WHAT YOU NEED TO DO:
(A) In the genetically modified banana article, what gene was added to the Cavendish banana to create QCAV-4?
(B) Copy the genetically modified banana article word for word, starting at "The world’s first" and ending at "southeast Asian variety.".
##### TEXT PASSAGE
Genetically modified bananas in QLD have been classed as “safe” for human consumption.


There is nothing safe about anything genetically modified.



The world’s first genetically modified banana — developed in Queensland — has been approved for human consumption and commercial sale in Australia.


The QCAV-4 banana was created by a team of Queensland University of Technology researchers who wanted to safeguard the fruit industry against the soil-borne fungus, Panama disease tropical race 4.


The new banana was bred by taking a standard Cavendish banana and adding a gene from a wild southeast Asian variety.


“QCAV-4 is a Cavendish Grand Nain banana that has been bioengineered with a single banana resistance gene, RGA2, from the wild, southeast Asian banana, Musa acuminata ssp malaccensis,” QUT said in a statement.


“Cavendish bananas already contain the RGA2 gene, but it is dormant.”


However there are no plans for QCAV-4 to be put on the shelves of Australian markets, despite the Australian government allowing it to be commercially sold.


The new banana was developed by QUT professor James Dale and his team. Credit: QUT


Panama disease is contained in Queensland and standard Cavendish bananas are in plentiful supply.


“There’s really no necessity for it at the moment,” QUT Distinguished Professor James Dale, whose team developed QCAV-4, told 7NEWS.


Food Standards Australia New Zealand (FSANZ) has approved it as suitable for human consumption.


Food ministers around the country will ratify or request a review of the decision over the next 60 days.


FSANZ has been contacted for comment.
##########
##### EXTRACTED INFORMATION
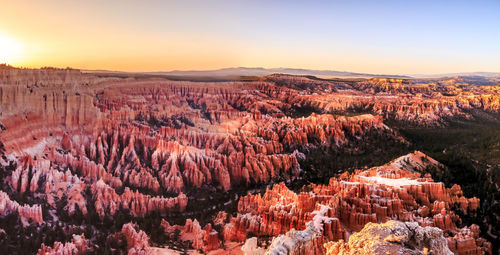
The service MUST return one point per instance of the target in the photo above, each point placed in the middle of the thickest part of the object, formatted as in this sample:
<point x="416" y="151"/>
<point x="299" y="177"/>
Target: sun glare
<point x="10" y="49"/>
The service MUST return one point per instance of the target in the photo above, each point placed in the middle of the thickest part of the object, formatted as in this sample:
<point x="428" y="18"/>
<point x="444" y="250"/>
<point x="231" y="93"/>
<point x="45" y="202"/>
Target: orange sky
<point x="184" y="35"/>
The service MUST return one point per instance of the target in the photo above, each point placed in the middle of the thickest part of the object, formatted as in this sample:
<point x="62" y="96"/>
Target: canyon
<point x="105" y="164"/>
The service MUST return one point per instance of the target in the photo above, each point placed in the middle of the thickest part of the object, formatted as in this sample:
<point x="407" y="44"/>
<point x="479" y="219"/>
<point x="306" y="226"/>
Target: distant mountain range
<point x="259" y="71"/>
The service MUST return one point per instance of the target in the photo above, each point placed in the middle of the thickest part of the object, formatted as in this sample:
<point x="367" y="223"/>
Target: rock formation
<point x="392" y="237"/>
<point x="79" y="146"/>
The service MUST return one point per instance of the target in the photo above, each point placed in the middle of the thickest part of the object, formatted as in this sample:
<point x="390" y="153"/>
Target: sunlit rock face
<point x="395" y="191"/>
<point x="79" y="150"/>
<point x="392" y="237"/>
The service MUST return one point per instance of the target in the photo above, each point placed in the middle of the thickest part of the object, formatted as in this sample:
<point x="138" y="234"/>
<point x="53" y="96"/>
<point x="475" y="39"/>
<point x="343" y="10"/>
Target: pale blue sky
<point x="362" y="36"/>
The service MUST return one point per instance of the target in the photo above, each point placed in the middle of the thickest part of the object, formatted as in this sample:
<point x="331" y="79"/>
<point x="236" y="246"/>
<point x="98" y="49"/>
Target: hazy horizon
<point x="387" y="37"/>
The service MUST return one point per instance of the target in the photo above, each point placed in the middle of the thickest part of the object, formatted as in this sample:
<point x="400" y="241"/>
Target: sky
<point x="390" y="37"/>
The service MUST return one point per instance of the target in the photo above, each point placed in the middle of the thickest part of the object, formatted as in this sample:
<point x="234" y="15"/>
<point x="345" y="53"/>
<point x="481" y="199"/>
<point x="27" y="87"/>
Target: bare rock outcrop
<point x="392" y="237"/>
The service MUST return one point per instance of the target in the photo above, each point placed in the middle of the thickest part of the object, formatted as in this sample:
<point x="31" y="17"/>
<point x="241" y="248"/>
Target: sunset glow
<point x="10" y="50"/>
<point x="389" y="37"/>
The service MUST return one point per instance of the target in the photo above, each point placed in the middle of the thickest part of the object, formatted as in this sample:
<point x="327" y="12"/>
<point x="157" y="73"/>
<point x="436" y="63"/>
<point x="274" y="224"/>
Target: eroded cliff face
<point x="392" y="237"/>
<point x="75" y="145"/>
<point x="395" y="191"/>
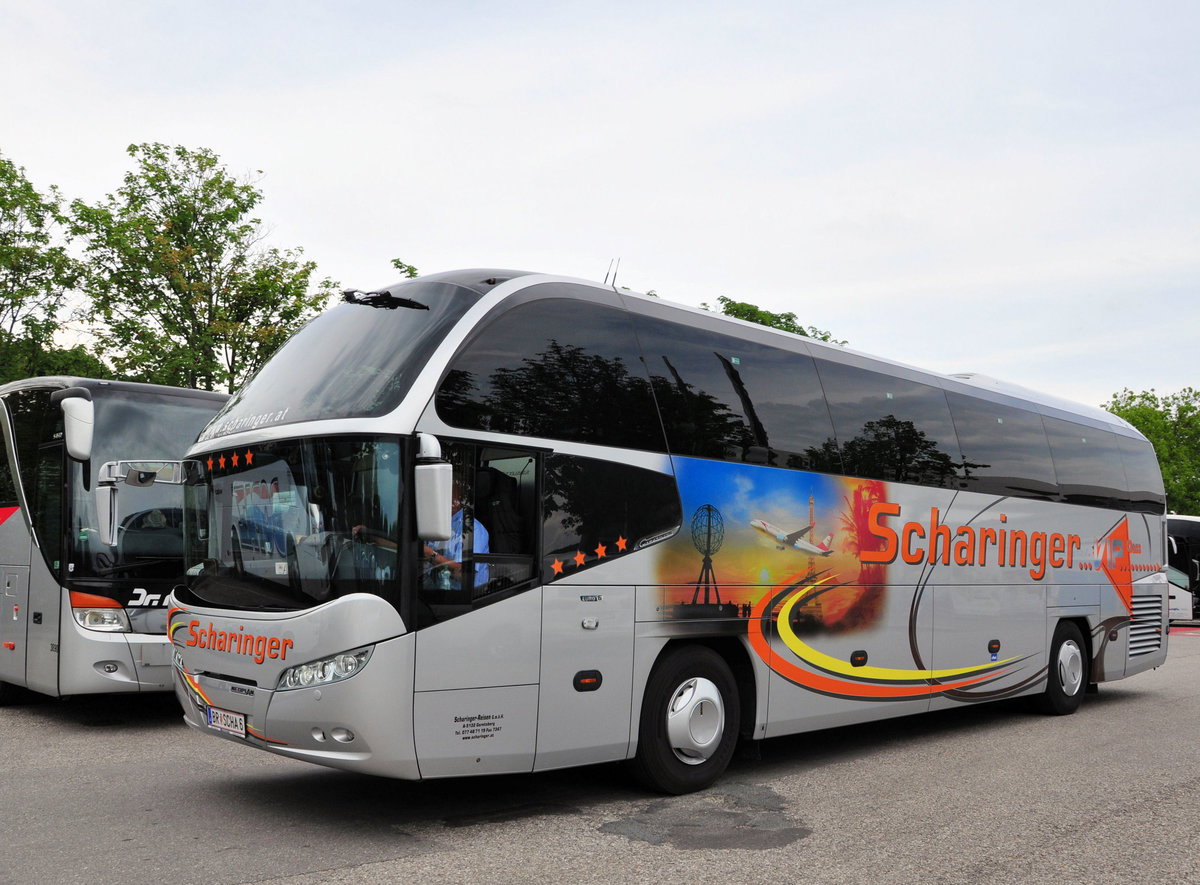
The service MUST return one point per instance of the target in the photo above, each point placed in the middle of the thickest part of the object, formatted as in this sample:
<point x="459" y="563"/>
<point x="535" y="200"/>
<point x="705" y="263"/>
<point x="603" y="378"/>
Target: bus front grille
<point x="1146" y="630"/>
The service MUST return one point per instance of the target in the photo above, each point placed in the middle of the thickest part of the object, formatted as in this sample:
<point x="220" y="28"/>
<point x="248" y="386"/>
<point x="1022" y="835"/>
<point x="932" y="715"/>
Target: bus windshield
<point x="289" y="523"/>
<point x="150" y="536"/>
<point x="357" y="360"/>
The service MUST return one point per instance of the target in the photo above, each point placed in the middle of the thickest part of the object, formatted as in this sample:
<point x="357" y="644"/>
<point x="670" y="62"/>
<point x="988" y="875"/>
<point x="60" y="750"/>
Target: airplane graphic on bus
<point x="795" y="540"/>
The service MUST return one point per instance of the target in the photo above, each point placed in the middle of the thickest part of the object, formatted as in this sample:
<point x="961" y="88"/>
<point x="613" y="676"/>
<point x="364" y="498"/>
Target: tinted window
<point x="493" y="525"/>
<point x="133" y="425"/>
<point x="595" y="510"/>
<point x="891" y="428"/>
<point x="7" y="482"/>
<point x="1005" y="450"/>
<point x="556" y="368"/>
<point x="34" y="421"/>
<point x="1087" y="463"/>
<point x="1143" y="476"/>
<point x="725" y="397"/>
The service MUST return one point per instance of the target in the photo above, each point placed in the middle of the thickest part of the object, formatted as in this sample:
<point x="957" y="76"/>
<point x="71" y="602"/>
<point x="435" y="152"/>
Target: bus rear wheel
<point x="690" y="718"/>
<point x="1067" y="676"/>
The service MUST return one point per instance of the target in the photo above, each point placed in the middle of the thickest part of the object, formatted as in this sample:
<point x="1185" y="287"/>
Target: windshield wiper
<point x="381" y="297"/>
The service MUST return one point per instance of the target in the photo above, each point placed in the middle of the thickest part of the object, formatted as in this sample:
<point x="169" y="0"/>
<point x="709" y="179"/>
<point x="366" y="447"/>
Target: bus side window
<point x="7" y="483"/>
<point x="1005" y="449"/>
<point x="1087" y="463"/>
<point x="491" y="553"/>
<point x="889" y="427"/>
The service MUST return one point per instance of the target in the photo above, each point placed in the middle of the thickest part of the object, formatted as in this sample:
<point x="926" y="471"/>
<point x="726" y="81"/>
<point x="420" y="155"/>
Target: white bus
<point x="83" y="600"/>
<point x="509" y="522"/>
<point x="1183" y="566"/>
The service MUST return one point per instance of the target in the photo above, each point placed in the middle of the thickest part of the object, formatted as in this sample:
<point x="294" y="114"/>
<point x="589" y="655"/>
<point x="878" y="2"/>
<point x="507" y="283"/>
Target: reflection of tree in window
<point x="697" y="423"/>
<point x="894" y="450"/>
<point x="588" y="503"/>
<point x="563" y="392"/>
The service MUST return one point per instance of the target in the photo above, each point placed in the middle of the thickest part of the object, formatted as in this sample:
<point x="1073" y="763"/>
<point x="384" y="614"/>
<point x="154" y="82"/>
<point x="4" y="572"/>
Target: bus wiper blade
<point x="135" y="565"/>
<point x="381" y="297"/>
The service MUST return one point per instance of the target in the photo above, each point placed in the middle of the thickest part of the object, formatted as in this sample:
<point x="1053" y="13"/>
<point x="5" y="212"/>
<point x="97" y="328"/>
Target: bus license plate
<point x="227" y="721"/>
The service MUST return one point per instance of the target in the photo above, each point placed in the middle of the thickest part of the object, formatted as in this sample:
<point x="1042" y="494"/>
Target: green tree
<point x="787" y="321"/>
<point x="407" y="270"/>
<point x="1171" y="423"/>
<point x="181" y="287"/>
<point x="36" y="274"/>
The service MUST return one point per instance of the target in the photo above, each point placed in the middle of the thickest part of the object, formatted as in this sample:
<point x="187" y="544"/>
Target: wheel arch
<point x="736" y="656"/>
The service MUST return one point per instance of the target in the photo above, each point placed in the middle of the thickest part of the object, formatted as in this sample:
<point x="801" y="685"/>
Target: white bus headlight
<point x="328" y="669"/>
<point x="99" y="613"/>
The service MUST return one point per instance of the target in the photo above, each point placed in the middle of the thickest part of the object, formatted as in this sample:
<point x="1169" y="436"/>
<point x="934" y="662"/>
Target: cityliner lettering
<point x="259" y="648"/>
<point x="967" y="546"/>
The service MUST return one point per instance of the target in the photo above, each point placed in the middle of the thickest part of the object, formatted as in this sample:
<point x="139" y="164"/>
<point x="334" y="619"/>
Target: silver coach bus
<point x="84" y="600"/>
<point x="493" y="522"/>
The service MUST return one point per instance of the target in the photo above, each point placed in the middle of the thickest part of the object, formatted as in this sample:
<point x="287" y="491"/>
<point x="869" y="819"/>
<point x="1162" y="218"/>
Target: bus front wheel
<point x="1067" y="676"/>
<point x="690" y="718"/>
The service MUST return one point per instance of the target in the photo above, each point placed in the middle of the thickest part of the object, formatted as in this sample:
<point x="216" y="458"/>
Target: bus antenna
<point x="613" y="266"/>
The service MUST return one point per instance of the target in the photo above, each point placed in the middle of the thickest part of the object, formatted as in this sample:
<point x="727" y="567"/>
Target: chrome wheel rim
<point x="695" y="721"/>
<point x="1071" y="668"/>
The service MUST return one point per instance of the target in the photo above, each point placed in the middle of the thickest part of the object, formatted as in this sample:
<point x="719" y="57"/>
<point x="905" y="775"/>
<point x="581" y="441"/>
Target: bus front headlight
<point x="99" y="613"/>
<point x="328" y="669"/>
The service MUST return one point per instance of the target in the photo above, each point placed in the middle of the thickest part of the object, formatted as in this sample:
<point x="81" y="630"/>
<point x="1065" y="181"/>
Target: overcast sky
<point x="1009" y="188"/>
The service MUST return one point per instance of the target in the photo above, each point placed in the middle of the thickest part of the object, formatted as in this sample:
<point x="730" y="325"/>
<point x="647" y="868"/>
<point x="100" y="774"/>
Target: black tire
<point x="239" y="564"/>
<point x="1067" y="673"/>
<point x="688" y="750"/>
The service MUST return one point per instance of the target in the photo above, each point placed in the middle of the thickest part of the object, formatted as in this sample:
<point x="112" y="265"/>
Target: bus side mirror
<point x="432" y="483"/>
<point x="78" y="420"/>
<point x="139" y="474"/>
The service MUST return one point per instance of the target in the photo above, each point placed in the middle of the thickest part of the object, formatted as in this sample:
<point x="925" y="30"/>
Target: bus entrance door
<point x="587" y="672"/>
<point x="13" y="620"/>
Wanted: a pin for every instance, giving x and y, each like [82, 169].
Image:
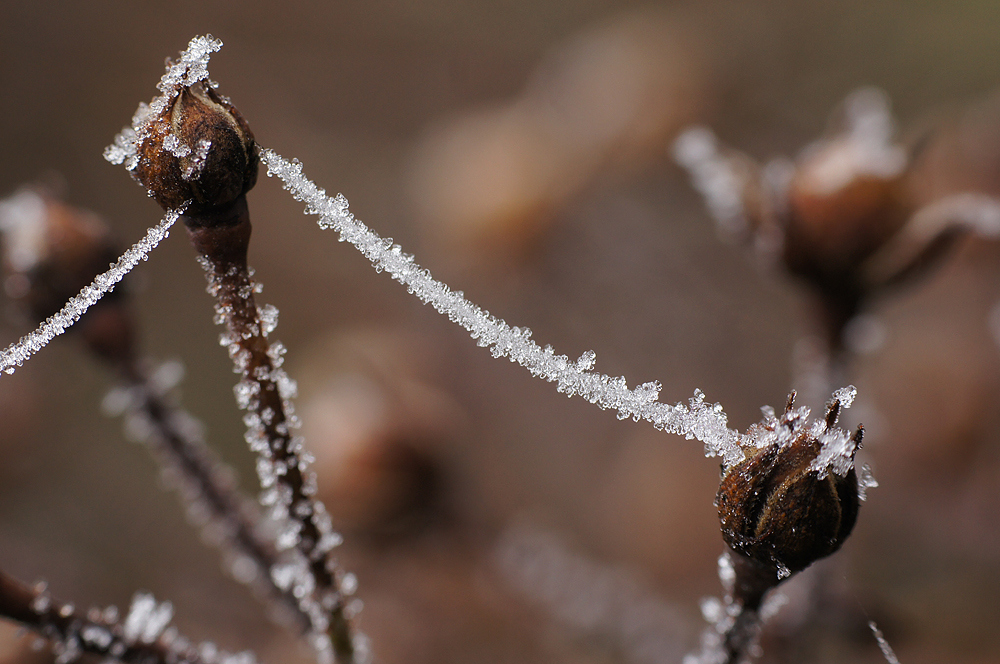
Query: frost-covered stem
[752, 582]
[98, 632]
[706, 422]
[205, 484]
[222, 240]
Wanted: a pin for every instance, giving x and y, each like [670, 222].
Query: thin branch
[17, 353]
[706, 422]
[143, 637]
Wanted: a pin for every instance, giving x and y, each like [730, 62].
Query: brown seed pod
[198, 149]
[781, 510]
[50, 252]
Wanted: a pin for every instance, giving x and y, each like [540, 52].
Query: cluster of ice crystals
[836, 454]
[594, 599]
[190, 68]
[866, 480]
[268, 318]
[17, 353]
[700, 420]
[146, 619]
[23, 224]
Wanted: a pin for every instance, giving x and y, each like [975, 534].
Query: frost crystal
[188, 70]
[698, 420]
[17, 353]
[146, 619]
[713, 176]
[597, 600]
[883, 645]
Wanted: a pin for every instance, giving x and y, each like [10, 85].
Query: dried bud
[198, 148]
[783, 506]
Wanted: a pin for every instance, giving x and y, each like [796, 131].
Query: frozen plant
[195, 154]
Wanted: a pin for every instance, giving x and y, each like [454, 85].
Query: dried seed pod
[198, 149]
[781, 506]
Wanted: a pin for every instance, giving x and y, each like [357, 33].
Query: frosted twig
[594, 599]
[717, 176]
[228, 518]
[706, 422]
[142, 637]
[930, 225]
[17, 353]
[305, 539]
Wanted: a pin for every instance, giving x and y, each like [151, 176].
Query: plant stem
[98, 632]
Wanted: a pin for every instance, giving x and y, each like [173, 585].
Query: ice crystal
[594, 599]
[190, 68]
[883, 645]
[146, 619]
[706, 422]
[17, 353]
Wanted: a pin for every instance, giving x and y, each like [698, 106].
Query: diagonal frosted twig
[17, 353]
[706, 422]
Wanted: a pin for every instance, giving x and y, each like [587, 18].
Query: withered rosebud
[50, 252]
[198, 148]
[794, 499]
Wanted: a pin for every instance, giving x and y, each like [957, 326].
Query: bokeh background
[521, 151]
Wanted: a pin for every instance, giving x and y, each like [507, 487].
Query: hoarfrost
[713, 176]
[595, 599]
[22, 221]
[146, 619]
[191, 68]
[883, 645]
[17, 353]
[706, 422]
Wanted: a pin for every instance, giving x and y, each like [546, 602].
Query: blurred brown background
[520, 150]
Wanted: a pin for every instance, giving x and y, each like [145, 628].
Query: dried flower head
[794, 499]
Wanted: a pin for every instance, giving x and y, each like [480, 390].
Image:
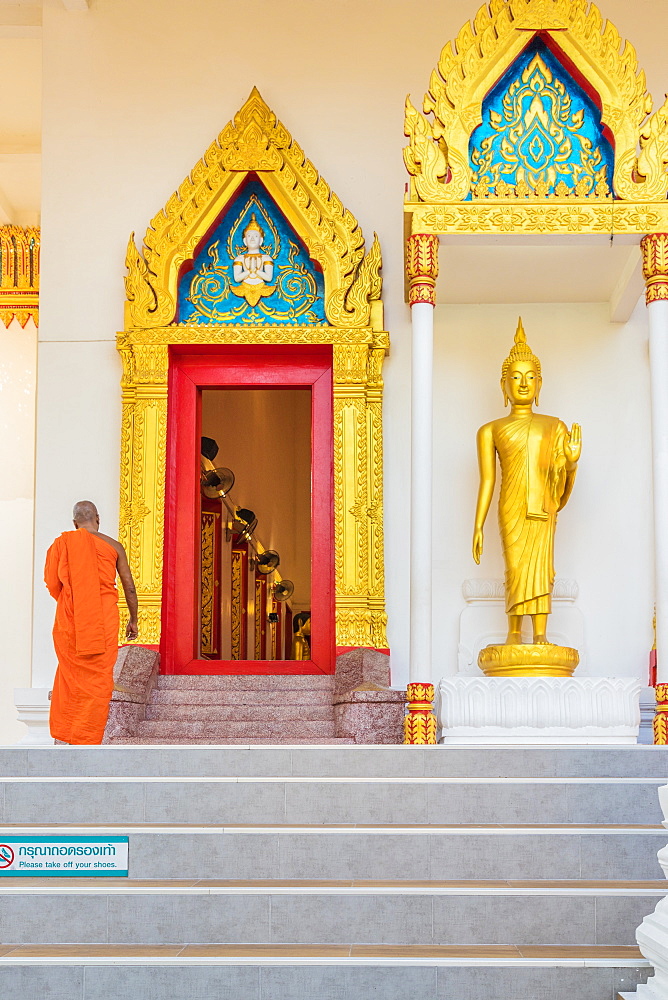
##########
RESPONSES:
(A) RGA2, a resistance gene from the wild southeast Asian banana Musa acuminata ssp malaccensis.

(B)
The world’s first genetically modified banana — developed in Queensland — has been approved for human consumption and commercial sale in Australia.


The QCAV-4 banana was created by a team of Queensland University of Technology researchers who wanted to safeguard the fruit industry against the soil-borne fungus, Panama disease tropical race 4.


The new banana was bred by taking a standard Cavendish banana and adding a gene from a wild southeast Asian variety.